DOCUMENT PASSAGE:
········

# Which coating for an expierenced enthusiat..? Home application.



## zag_2005 (Sep 30, 2013)

Morning people!

Right, I'm looking at coatings.

Max budget of £50, This will be applied by myself, to my own car.

I can guarantee shelter for curing times.

*What are my options?*

I've been thinking Exo V2, Gyeon Q2 prime & CQuartz by CarPro

What other options do I have?

I'm obviously looking for maximum durability and performance with the easiest of applications methods.

Car will be fully prepped and machine polished before application. :buffer:

Thanks in advance,

Gareth.


----------



## Blueberry (Aug 10, 2007)

Don'to forget Gtechniq C1 or Gyeon Can Coat (easy to top up when necessary). Can Coat has 6 months durability but is very easy to apply being in aerosol form it's like applying a QD. Easy to maintain with the Gyeon products too which will help prolong its life.


----------



## ph0 (Aug 16, 2012)

For max durability optimum opticoat if you can find one to buy. Also there is optimum opti gloss which is easy to apply also. Max protect unc-R and some others, even though unc-R is not that easy to apply, u have to be very quick with it.
Blueberry what's up with this gyeon can coat BS? It's not coating it doesn't last 6 months, seriously, every thread u mention it, gyeon pay u for that? BTW it only has 10% sio2 so please.... I guess your definition of coating is different than mine.


----------



## Nanoman (Jan 17, 2009)

ph0 said:


> For max durability optimum opticoat if you can find one to buy. Also there is optimum opti gloss which is easy to apply also. Max protect unc-R and some others, even though unc-R is not that easy to apply, u have to be very quick with it.
> Blueberry what's up with this gyeon can coat BS? It's not coating it doesn't last 6 months, seriously, every thread u mention it, gyeon pay u for that? BTW it only has 10% sio2 so please.... I guess your definition of coating is different than mine.

········

Excerpts of location labeling data:
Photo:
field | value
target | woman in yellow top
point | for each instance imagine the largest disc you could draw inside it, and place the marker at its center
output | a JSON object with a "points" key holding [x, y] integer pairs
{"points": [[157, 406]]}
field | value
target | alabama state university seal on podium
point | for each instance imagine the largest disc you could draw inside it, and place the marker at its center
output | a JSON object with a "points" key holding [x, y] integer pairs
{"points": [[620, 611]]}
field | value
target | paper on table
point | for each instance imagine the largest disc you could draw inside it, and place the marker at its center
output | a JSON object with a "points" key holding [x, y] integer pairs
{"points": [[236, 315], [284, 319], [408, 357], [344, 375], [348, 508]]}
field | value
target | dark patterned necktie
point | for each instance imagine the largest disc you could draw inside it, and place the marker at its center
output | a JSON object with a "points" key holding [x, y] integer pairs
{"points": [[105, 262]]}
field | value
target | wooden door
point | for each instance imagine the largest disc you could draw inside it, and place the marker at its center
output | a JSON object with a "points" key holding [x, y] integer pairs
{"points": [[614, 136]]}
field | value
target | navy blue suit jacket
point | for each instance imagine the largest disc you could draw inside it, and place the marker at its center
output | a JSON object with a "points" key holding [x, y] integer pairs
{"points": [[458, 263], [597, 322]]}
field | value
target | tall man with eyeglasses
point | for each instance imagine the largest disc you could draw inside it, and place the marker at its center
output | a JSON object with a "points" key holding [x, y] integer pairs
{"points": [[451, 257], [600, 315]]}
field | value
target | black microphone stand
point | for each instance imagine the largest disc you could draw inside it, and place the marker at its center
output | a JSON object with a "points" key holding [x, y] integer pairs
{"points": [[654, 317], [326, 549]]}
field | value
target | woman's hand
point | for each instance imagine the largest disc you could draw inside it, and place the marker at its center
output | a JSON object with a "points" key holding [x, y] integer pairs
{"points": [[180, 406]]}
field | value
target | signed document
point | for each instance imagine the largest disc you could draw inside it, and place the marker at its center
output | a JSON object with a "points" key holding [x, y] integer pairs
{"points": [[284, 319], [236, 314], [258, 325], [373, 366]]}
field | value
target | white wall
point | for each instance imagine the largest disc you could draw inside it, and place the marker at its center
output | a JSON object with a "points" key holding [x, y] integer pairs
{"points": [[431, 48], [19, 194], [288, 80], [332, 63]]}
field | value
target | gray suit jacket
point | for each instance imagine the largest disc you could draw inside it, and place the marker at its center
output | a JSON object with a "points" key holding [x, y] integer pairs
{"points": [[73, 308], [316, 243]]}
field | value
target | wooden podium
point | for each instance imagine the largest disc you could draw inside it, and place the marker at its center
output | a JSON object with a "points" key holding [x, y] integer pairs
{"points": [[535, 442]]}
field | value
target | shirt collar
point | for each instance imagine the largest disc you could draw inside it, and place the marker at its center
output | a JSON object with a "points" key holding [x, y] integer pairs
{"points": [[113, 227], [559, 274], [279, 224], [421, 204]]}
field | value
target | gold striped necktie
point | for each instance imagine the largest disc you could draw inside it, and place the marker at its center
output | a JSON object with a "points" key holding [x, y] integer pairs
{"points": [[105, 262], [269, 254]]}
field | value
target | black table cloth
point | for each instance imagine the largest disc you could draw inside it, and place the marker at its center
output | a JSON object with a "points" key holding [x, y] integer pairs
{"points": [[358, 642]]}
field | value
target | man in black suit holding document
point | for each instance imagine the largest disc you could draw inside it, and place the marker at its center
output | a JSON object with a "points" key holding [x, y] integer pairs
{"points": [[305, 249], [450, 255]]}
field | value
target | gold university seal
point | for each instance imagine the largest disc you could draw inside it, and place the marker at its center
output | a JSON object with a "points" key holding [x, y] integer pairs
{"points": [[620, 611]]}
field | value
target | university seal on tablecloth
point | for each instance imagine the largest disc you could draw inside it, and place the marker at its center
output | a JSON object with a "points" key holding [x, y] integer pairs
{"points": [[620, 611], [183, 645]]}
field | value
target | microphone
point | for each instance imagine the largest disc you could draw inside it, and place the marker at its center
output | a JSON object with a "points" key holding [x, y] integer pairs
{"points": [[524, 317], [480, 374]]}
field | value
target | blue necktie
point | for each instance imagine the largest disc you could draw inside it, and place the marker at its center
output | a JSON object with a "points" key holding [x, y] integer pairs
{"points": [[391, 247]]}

········

EXERCISE BRIEF:
In the coating thread, condense the paragraph that begins "Don'to forget Gtechniq C1" into a short bulleted list that keeps its main facts.

SOLUTION FOR THIS EXERCISE:
- Options to consider: Gtechniq C1 or Gyeon Can Coat.
- Can Coat is easy to top up when necessary and lasts 6 months.
- It comes in aerosol form, so applying it is like applying a QD.
- It is easy to maintain with Gyeon products, which help prolong its life.